[Supplied data start]

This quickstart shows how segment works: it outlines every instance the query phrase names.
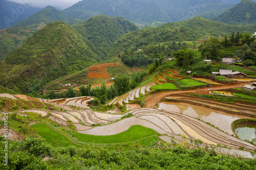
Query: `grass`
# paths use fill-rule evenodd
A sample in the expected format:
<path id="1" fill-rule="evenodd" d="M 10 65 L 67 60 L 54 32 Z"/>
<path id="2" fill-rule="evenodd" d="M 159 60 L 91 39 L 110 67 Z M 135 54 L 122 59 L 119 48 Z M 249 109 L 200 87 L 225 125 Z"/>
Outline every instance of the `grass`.
<path id="1" fill-rule="evenodd" d="M 50 143 L 53 142 L 61 146 L 69 145 L 77 145 L 72 143 L 65 135 L 57 133 L 47 125 L 36 124 L 31 126 L 36 129 L 38 133 L 46 139 L 46 141 Z M 140 139 L 142 145 L 150 144 L 153 140 L 159 140 L 154 135 L 159 135 L 155 131 L 150 128 L 145 128 L 140 125 L 134 125 L 127 130 L 120 133 L 109 136 L 96 136 L 87 135 L 75 132 L 78 139 L 82 142 L 90 142 L 97 143 L 116 143 L 133 141 Z M 79 145 L 78 145 L 79 146 Z"/>
<path id="2" fill-rule="evenodd" d="M 237 94 L 238 94 L 238 96 L 241 96 L 241 98 L 244 98 L 244 99 L 253 99 L 253 100 L 256 100 L 256 96 L 252 96 L 252 95 L 246 95 L 246 94 L 241 94 L 241 93 L 233 93 L 233 94 L 235 94 L 236 95 Z"/>
<path id="3" fill-rule="evenodd" d="M 54 143 L 61 147 L 77 145 L 70 141 L 64 135 L 56 132 L 46 125 L 36 124 L 31 126 L 31 127 L 36 129 L 39 134 L 46 139 L 46 141 L 50 143 Z"/>
<path id="4" fill-rule="evenodd" d="M 160 84 L 156 86 L 153 86 L 151 87 L 152 90 L 178 90 L 178 87 L 174 84 L 170 83 L 165 83 L 163 84 Z"/>
<path id="5" fill-rule="evenodd" d="M 114 135 L 96 136 L 77 133 L 79 139 L 83 142 L 98 143 L 123 143 L 137 140 L 153 135 L 159 135 L 155 131 L 141 125 L 134 125 L 127 130 Z"/>
<path id="6" fill-rule="evenodd" d="M 194 79 L 182 79 L 175 82 L 180 87 L 182 87 L 198 86 L 207 84 L 206 83 L 198 82 Z"/>

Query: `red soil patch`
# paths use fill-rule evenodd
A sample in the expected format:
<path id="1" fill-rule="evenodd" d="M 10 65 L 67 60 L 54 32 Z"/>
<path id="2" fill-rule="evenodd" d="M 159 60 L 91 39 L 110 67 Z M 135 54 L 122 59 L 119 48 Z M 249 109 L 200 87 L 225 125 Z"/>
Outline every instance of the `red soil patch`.
<path id="1" fill-rule="evenodd" d="M 16 103 L 17 104 L 17 105 L 18 105 L 18 107 L 19 107 L 20 108 L 24 108 L 26 107 L 26 105 L 24 103 L 19 101 L 16 101 Z"/>
<path id="2" fill-rule="evenodd" d="M 108 79 L 109 78 L 109 73 L 106 70 L 106 67 L 118 66 L 120 66 L 120 65 L 115 63 L 103 63 L 91 66 L 87 68 L 87 70 L 89 71 L 88 72 L 88 78 Z"/>
<path id="3" fill-rule="evenodd" d="M 29 107 L 31 108 L 31 109 L 35 108 L 34 106 L 33 106 L 33 105 L 30 102 L 26 102 L 26 101 L 23 101 L 22 103 L 23 103 L 24 104 L 25 104 L 26 105 L 29 106 Z"/>
<path id="4" fill-rule="evenodd" d="M 132 70 L 134 71 L 140 71 L 142 70 L 144 70 L 145 69 L 142 69 L 142 68 L 133 68 Z"/>
<path id="5" fill-rule="evenodd" d="M 14 106 L 15 103 L 13 101 L 11 101 L 10 100 L 6 100 L 5 102 L 5 110 L 10 109 L 12 107 Z"/>
<path id="6" fill-rule="evenodd" d="M 34 104 L 34 105 L 35 105 L 35 107 L 39 107 L 40 109 L 42 109 L 45 108 L 45 106 L 40 102 L 34 102 L 34 101 L 31 101 L 30 102 L 33 103 Z"/>
<path id="7" fill-rule="evenodd" d="M 166 72 L 161 72 L 161 74 L 162 74 L 163 75 L 165 75 L 165 76 L 169 76 L 169 75 L 168 75 L 168 74 L 167 74 L 167 73 L 166 73 Z"/>
<path id="8" fill-rule="evenodd" d="M 26 95 L 24 95 L 24 94 L 16 94 L 14 95 L 17 98 L 20 99 L 23 99 L 25 100 L 25 101 L 37 101 L 37 100 L 35 99 L 31 98 L 30 96 L 28 96 Z"/>

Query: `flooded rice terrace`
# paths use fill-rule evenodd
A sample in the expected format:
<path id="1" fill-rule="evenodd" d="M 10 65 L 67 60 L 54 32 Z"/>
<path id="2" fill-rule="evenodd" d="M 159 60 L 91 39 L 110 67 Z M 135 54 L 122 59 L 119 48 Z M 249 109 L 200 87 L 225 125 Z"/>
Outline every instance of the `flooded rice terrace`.
<path id="1" fill-rule="evenodd" d="M 231 124 L 233 121 L 242 118 L 248 118 L 246 116 L 226 113 L 201 106 L 169 102 L 163 102 L 160 103 L 158 109 L 179 113 L 200 118 L 205 123 L 208 122 L 225 132 L 228 133 L 229 135 L 234 134 L 231 128 Z"/>
<path id="2" fill-rule="evenodd" d="M 248 126 L 239 127 L 235 129 L 234 132 L 242 140 L 247 139 L 251 141 L 256 138 L 256 126 Z"/>

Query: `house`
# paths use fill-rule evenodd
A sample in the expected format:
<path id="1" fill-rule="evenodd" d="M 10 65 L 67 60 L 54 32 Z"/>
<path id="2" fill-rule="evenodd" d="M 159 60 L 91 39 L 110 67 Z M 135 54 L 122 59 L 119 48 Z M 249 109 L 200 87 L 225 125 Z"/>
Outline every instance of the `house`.
<path id="1" fill-rule="evenodd" d="M 231 69 L 219 69 L 220 75 L 222 76 L 229 77 L 233 76 L 233 71 Z"/>
<path id="2" fill-rule="evenodd" d="M 254 33 L 253 34 L 252 34 L 252 35 L 251 35 L 251 36 L 252 36 L 252 37 L 253 37 L 253 36 L 255 37 L 255 36 L 256 36 L 256 32 L 254 32 Z"/>
<path id="3" fill-rule="evenodd" d="M 234 78 L 245 78 L 247 75 L 245 74 L 244 73 L 241 72 L 239 71 L 234 71 L 233 72 L 233 77 Z"/>
<path id="4" fill-rule="evenodd" d="M 206 63 L 209 63 L 211 62 L 211 60 L 204 60 L 204 61 L 206 62 Z"/>
<path id="5" fill-rule="evenodd" d="M 223 57 L 222 58 L 223 63 L 233 63 L 236 60 L 232 58 Z"/>
<path id="6" fill-rule="evenodd" d="M 232 71 L 231 69 L 219 69 L 219 72 L 211 72 L 213 76 L 222 76 L 232 78 L 245 78 L 247 76 L 239 71 Z"/>
<path id="7" fill-rule="evenodd" d="M 220 72 L 211 72 L 212 76 L 219 76 Z"/>
<path id="8" fill-rule="evenodd" d="M 248 90 L 248 91 L 253 91 L 255 88 L 256 86 L 250 86 L 250 85 L 245 85 L 244 86 L 244 89 L 245 90 Z"/>

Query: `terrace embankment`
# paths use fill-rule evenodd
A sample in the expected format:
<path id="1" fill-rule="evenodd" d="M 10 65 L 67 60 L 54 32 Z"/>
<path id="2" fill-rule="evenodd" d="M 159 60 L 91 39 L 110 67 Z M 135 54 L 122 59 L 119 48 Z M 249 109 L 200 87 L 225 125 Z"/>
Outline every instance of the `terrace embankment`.
<path id="1" fill-rule="evenodd" d="M 250 106 L 222 103 L 208 99 L 200 98 L 187 95 L 175 94 L 170 95 L 167 98 L 177 100 L 176 101 L 170 100 L 169 102 L 173 101 L 174 102 L 200 106 L 204 108 L 235 115 L 254 118 L 256 114 L 256 108 Z"/>

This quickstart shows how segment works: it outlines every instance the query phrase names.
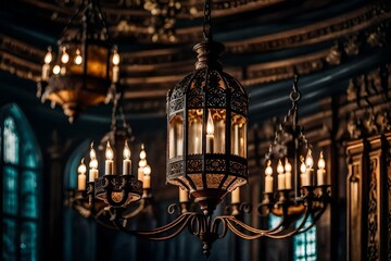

[Supplied data end]

Task details:
Select every line of the data above that contains the word "flooded".

Solution below:
Query: `flooded rice terrace`
Outline every instance of the `flooded rice terrace`.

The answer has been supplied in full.